If a line in the records below holds the word "swimming", copy it.

Exercise input —
_ _ _ _

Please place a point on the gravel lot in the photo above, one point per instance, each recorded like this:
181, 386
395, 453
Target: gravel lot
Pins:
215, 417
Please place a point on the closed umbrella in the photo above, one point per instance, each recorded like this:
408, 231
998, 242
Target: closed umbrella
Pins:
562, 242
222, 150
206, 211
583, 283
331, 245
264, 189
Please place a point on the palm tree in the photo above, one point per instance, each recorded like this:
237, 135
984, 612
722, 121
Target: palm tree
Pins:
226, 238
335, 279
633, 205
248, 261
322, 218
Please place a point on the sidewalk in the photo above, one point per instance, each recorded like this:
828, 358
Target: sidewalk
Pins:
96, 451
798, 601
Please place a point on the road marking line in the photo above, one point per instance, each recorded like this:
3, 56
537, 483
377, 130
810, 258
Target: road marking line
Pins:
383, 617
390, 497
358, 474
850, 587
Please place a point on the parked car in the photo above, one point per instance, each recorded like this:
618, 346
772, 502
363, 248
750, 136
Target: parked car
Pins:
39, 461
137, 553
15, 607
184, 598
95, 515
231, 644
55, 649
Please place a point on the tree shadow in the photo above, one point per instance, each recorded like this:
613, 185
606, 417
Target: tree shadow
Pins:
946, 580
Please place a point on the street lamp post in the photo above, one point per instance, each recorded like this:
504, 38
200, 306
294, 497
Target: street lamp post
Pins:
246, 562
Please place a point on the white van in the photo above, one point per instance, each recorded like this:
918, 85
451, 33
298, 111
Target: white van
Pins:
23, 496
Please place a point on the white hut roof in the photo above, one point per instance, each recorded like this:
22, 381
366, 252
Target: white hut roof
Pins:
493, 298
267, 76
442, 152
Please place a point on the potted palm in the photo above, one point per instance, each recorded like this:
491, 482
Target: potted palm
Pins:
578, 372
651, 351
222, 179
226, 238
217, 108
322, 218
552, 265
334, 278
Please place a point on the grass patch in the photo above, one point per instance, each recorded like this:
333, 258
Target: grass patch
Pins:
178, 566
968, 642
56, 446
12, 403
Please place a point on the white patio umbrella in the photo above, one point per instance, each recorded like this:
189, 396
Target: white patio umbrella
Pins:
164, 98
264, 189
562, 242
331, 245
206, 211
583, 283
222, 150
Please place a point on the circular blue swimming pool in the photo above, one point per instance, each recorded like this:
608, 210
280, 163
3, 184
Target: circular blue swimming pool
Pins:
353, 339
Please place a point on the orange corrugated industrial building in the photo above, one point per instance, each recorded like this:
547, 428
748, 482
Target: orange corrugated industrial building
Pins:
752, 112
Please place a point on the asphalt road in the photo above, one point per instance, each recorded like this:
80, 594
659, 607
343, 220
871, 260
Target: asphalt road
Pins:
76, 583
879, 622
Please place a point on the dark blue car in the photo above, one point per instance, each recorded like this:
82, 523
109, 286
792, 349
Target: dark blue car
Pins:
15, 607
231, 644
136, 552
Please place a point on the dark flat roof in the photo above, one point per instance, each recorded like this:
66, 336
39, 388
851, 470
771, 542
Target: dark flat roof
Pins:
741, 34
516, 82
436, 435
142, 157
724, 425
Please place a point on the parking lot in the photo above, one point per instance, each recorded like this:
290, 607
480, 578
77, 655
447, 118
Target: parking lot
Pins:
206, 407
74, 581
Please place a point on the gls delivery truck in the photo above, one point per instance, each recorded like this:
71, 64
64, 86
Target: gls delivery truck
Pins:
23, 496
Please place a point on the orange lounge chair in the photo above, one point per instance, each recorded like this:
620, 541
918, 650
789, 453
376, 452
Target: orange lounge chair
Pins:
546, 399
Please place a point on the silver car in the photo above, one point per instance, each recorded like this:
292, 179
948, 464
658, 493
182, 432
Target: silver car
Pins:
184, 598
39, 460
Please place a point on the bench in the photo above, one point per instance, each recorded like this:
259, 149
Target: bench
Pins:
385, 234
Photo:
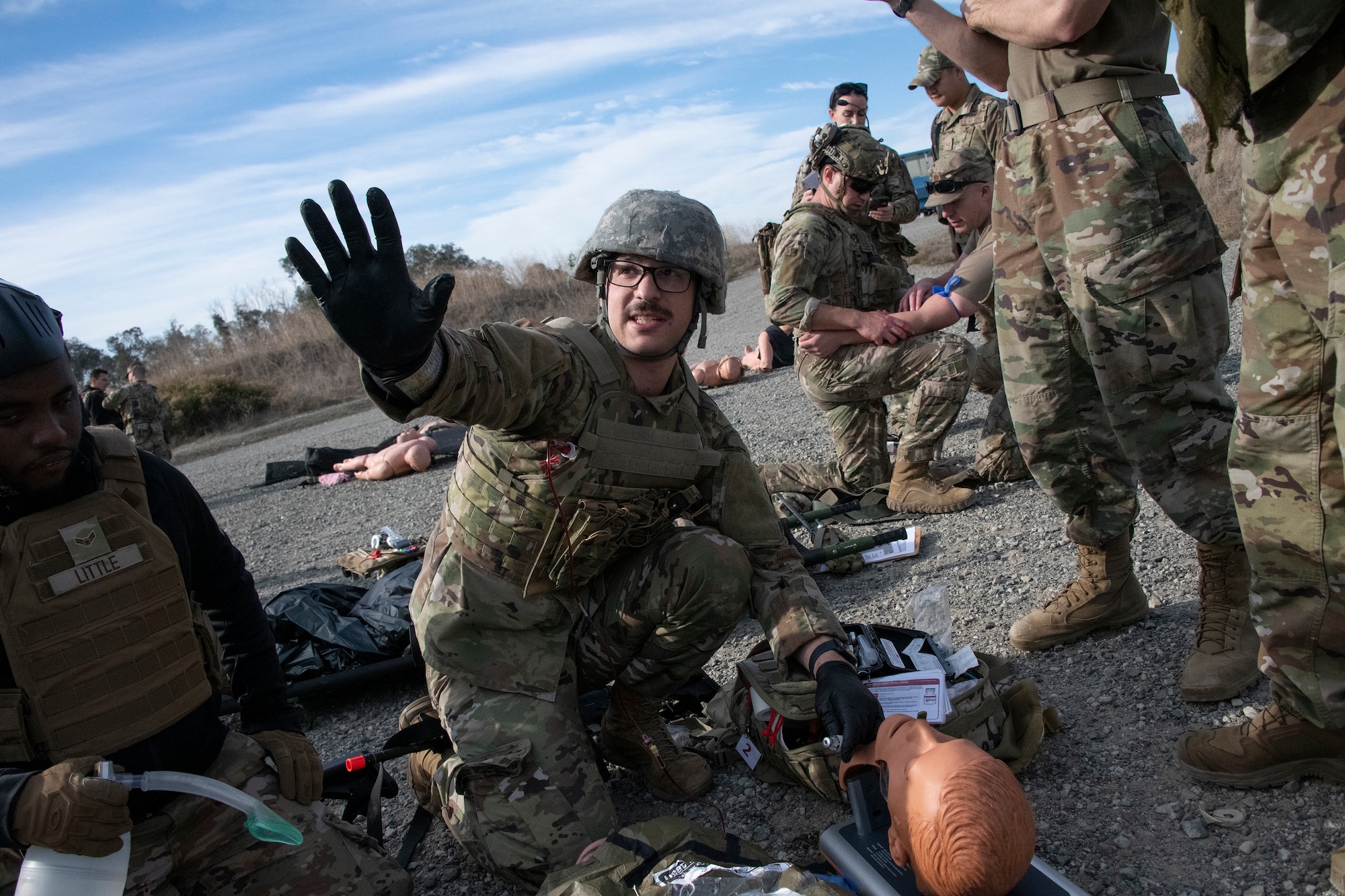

_ _ _ _

Problem solution —
Please place a point on the circular blue swimming pool in the photo above, one point per instance, each recorded like this:
Target: circular blue swimming pool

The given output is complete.